### SHORT TASK
Rewrite the entire listing below as a numbered list. Omit blank lines, and leave the pictures out of your answer.

### Rows from a pointing dataset
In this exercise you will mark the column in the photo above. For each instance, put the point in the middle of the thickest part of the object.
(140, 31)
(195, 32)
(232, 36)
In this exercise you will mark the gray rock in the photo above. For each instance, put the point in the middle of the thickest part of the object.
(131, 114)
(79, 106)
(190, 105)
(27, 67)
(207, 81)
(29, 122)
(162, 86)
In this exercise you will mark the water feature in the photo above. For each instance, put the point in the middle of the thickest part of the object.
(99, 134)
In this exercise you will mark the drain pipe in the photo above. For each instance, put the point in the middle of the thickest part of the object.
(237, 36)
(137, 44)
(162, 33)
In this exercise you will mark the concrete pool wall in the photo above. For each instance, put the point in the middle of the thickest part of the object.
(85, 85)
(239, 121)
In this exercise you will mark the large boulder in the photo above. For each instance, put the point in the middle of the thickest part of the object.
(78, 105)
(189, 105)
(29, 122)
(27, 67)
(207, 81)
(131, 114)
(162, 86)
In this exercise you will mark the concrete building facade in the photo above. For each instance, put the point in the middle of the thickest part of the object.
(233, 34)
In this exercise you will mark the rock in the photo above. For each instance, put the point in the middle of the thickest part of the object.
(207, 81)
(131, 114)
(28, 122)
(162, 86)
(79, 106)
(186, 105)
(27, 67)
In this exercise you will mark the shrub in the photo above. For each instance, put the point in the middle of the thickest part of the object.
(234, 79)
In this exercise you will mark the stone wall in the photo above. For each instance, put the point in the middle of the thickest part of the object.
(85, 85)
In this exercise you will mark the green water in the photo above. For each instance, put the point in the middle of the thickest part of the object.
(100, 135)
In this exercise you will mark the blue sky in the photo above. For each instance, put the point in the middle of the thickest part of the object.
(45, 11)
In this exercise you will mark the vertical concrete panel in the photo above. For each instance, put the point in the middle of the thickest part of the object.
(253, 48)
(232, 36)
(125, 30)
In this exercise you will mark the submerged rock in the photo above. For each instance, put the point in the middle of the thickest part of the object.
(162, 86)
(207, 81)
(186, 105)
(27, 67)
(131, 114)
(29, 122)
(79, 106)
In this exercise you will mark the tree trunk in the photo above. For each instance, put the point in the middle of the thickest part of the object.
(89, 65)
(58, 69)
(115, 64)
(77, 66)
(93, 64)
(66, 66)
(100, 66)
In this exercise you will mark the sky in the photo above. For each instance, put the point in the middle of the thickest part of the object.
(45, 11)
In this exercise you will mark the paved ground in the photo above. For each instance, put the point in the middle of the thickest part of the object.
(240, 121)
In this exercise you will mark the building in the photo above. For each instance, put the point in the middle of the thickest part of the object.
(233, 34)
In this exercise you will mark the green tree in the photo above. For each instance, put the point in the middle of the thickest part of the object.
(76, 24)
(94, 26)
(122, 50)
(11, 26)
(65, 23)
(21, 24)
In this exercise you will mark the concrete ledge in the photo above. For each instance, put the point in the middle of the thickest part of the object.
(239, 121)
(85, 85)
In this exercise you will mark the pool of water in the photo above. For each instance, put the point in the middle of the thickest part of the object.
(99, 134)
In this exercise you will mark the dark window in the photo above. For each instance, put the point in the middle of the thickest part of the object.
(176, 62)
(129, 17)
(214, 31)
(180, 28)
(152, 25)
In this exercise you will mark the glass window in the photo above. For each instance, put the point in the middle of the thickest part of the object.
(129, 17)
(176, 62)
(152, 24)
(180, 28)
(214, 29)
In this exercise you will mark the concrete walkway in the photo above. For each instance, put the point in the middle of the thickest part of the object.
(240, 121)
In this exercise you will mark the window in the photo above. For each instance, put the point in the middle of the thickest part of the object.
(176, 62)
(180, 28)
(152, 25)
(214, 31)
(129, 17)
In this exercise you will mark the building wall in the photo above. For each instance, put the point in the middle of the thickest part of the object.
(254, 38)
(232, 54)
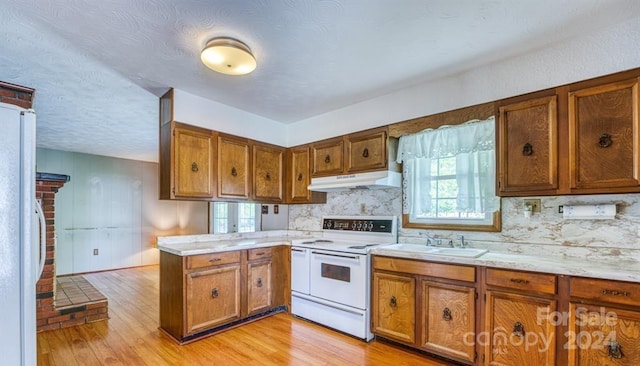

### TASK OUTPUT
1. In this exercise you will mark the column in the photo above. For each instance, put the point in the middle of the thickest part of the object.
2. (140, 31)
3. (195, 32)
4. (232, 36)
5. In this exercise you will mark the gray rock in the photo above. For each instance, put the point in the middle of the thickest part of the object.
6. (131, 114)
7. (79, 106)
8. (190, 105)
9. (27, 67)
10. (207, 81)
11. (29, 122)
12. (162, 86)
13. In this exercise you will mark the water feature in the photo above. For each instance, put the point in the middle of the thickest part of the object.
14. (99, 134)
15. In this exercise you will mark the drain pipe in the photo above. For each instance, put the point in the middle of the thickest part of the object.
16. (237, 36)
17. (137, 44)
18. (162, 33)
19. In this exercise you will mark the concrete pool wall in the photo above. For each instance, put the point in the middle of the thickest part of the object.
20. (85, 85)
21. (239, 121)
22. In this exercise you will mark the large boulder in the photo above. For each instance, put the point in the middle of the thickest part of the object.
23. (78, 105)
24. (189, 105)
25. (29, 122)
26. (27, 67)
27. (207, 81)
28. (131, 114)
29. (162, 86)
30. In this exercise you will mark the concrete building facade in the photo above. For each instance, put the point in the middle of the thickest part of the object.
31. (233, 34)
32. In this exercise you will mark the rock in the photo above. For each instance, put the point in the middle of the thickest part of the object.
33. (207, 81)
34. (131, 114)
35. (28, 122)
36. (162, 86)
37. (79, 106)
38. (186, 105)
39. (27, 67)
40. In this exercise you will mark the shrub in the photo above. For each instance, put the point in the middle of the thickest part of the object.
41. (234, 79)
42. In this exercise you will mark the stone wall in the photo above. For each instance, put the point in the middle of the thickest part of the object.
43. (85, 85)
44. In this exercise you will mark the green water in the photo above. For each instance, put the point in the middle of the thickest part of the object.
45. (100, 135)
46. In this exercise you will mark the blue sky in the photo above. For each instance, put the point in the middle of the thickest part of the object.
47. (45, 11)
48. In this exercise you will mark the vertical concrete panel in the photo above. For each instance, put the point in the middle of the thickest part of the object.
49. (253, 48)
50. (232, 36)
51. (125, 30)
52. In this exercise you will mark the submerged rock in the photo above. For each instance, put the point in the middle of the thickest part of the object.
53. (162, 86)
54. (207, 81)
55. (186, 105)
56. (27, 67)
57. (131, 114)
58. (29, 122)
59. (79, 106)
60. In this exercise you will mark the tree trunk in the photo above. For each instance, put the point in the middle of the thickest part of the object.
61. (89, 65)
62. (58, 69)
63. (115, 64)
64. (77, 66)
65. (93, 64)
66. (66, 66)
67. (100, 66)
68. In this exercise you will mark the sky in the photo above. For each instance, put the point in the middle of the thickest part of the object.
69. (45, 11)
70. In this exercise you will mark the paved ground in the photo above. For each instance, put the point in the middle of the thickest part of the object.
71. (240, 121)
72. In this exercise you will mark the building in the photo above. For each instance, put the point in the middle of the thickest part of the object.
73. (233, 34)
74. In this exercise you will mark the green tree in the photo above. For each instance, put the point in the middle of the thickest part of the object.
75. (76, 24)
76. (94, 26)
77. (122, 50)
78. (11, 26)
79. (65, 23)
80. (21, 24)
81. In this exercise you will mark the concrete ledge in the photo above. For each instance, put the point in the middle of the thickest part of the object.
82. (239, 121)
83. (85, 85)
84. In this exercise you will mark the pool of water in the photo above. For each instance, put the point in the middle of the thickest part of the object.
85. (99, 134)
86. In this exercise you will mark the dark window in the photo above. For each instance, put the point in the middle of the thickest part of the object.
87. (176, 62)
88. (129, 17)
89. (214, 31)
90. (180, 28)
91. (152, 25)
92. In this exercise you will mark the glass window in the photo above. For each instance, put the point in the middle of the thickest part of the object.
93. (129, 17)
94. (176, 62)
95. (152, 24)
96. (180, 28)
97. (214, 29)
98. In this exercise you will mark the concrete walkway in the photo above. For each instance, put the point in the middle of the thickest part of the object.
99. (240, 121)
100. In this exercise you will mark the window in the photo above. For each instance, put the point in the middle of the thickest part of the object.
101. (176, 62)
102. (180, 28)
103. (152, 25)
104. (214, 31)
105. (129, 17)
106. In this exercise you will mark the building wall in the photo above. For each instance, put the point in the middle of the thickest part of the object.
107. (254, 38)
108. (232, 54)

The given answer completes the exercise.